EXERCISE REQUIREMENTS -
In the text on cumin below, what was cumin used for in ancient Egypt besides cooking?

PASSAGE FOR REVIEW -
Cumin, latin botanical name, Cuminum cyminum. Its from the same family as dill, parsley and caraway called (Umbelliferae). its has dull oblong brown seeds that do not portray is sweet nutty, slightly citric flavour. It’s one of the main spices in curry powder blend and use a lot through the middle east as well as in Mexican food.
According to The Worlds Healthiest Foods Cumin was mentioned in the Bible not only as a seasoning for soup and bread, but also as a currency used to pay tithes to the priests. In ancient Egypt, cumin was not only used as a culinary spice, it was also an ingredient used to mummify pharaohs.
In Islamic cultures we are aware of two types of cumin, the dull brown seed which we use in food and the black seed cumin (habbatusauda) which although used in food though not so much is valued for its oil as medicine.
Volume 7, Book 71, Number 591:
Narrated Khalid bin Sad:
We went out and Ghalib bin Abjar was accompanying us. He fell ill on the way and when we arrived at Medina he was still sick. Ibn Abi ‘Atiq came to visit him and said to us, “Treat him with black cumin. Take five or seven seeds and crush them (mix the powder with oil) and drop the resulting mixture into both nostrils, for ‘Aisha has narrated to me that she heard the Prophet saying, ‘This black cumin is healing for all diseases except As-Sam.’ Aisha said, ‘What is As-Sam?’ He said, ‘Death.”
Iron for Energy and Immune Function
Cumin seeds, whose scientific name is Cuminum cyminum, are a very good source of iron, a mineral that plays many vital roles in the body. Iron is an integral component of hemoglobin, which transports oxygen from the lungs to all body cells, and is also part of key enzyme systems for energy production and metabolism. Additionally, iron is instrumental in keeping your immune system healthy. Iron is particularly important for menstruating women, who lose iron each month during menses. Additionally, growing children and adolescents have increased needs for iron, as do women who are pregnant or lactating.
Seeds of Good Digestion
Cumin seeds have traditionally been noted to be of benefit to the digestive system, and scientific research is beginning to bear out cumin’s age-old reputation. Research has shown that cumin may stimulate the secretion of pancreatic enzymes, compounds necessary for proper digestion and nutrient assimilation.
Cumin seeds may also have anti-carcinogenic properties. In one study, cumin was shown to protect laboratory animals from developing stomach or liver tumors. This cancer-protective effect may be due to cumin’s potent free radical scavenging abilities as well as the ability it has shown to enhance the liver’s detoxification enzymes. Yet, since free radical scavenging and detoxification are important considerations for the general maintenance of wellness, cumin’s contribution to wellness may be even more farther reaching.

RAW DATA -
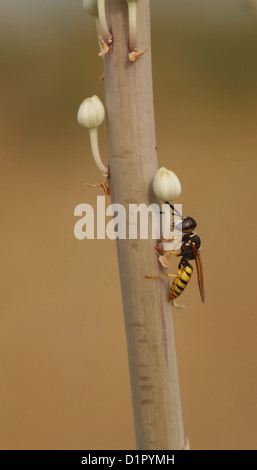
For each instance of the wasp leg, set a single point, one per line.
(169, 251)
(177, 306)
(161, 275)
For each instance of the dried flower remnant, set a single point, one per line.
(106, 41)
(132, 14)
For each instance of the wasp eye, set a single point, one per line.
(188, 224)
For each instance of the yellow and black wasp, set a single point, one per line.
(189, 250)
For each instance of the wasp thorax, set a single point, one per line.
(186, 224)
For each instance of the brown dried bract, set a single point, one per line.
(105, 186)
(105, 48)
(134, 55)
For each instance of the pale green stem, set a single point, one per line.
(93, 132)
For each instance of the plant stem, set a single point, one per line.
(133, 162)
(93, 132)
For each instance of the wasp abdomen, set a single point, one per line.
(181, 281)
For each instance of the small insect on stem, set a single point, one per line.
(189, 250)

EXERCISE SOLUTION -
It was used as an ingredient to mummify pharaohs.